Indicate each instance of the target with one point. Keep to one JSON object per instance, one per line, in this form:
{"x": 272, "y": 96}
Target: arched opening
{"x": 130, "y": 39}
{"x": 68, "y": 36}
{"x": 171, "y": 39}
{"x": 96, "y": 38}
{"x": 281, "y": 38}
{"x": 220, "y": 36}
++++
Your goal » Retype all of the data above line for line, without changing any of it.

Expected answer »
Indicate each instance of the target with one point. Keep to one JSON object per instance, one per line, in this form:
{"x": 272, "y": 96}
Target: arched opening
{"x": 130, "y": 39}
{"x": 68, "y": 36}
{"x": 171, "y": 39}
{"x": 96, "y": 38}
{"x": 281, "y": 38}
{"x": 220, "y": 36}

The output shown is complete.